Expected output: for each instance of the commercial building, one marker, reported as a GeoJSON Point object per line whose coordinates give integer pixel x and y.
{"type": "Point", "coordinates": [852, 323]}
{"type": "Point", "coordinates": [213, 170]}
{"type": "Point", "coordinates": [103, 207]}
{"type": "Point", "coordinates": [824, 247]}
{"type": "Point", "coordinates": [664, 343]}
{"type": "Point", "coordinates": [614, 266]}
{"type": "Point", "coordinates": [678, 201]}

*WRITTEN EXERCISE*
Print every one of the entries above again, line for line, with no changes.

*SOLUTION TO THIS TASK*
Expected output: for each instance of the commercial building, one marker, reported as a GeoJSON Point object per line whose coordinates give integer pixel x and y.
{"type": "Point", "coordinates": [852, 323]}
{"type": "Point", "coordinates": [213, 170]}
{"type": "Point", "coordinates": [103, 207]}
{"type": "Point", "coordinates": [824, 247]}
{"type": "Point", "coordinates": [664, 343]}
{"type": "Point", "coordinates": [614, 266]}
{"type": "Point", "coordinates": [678, 201]}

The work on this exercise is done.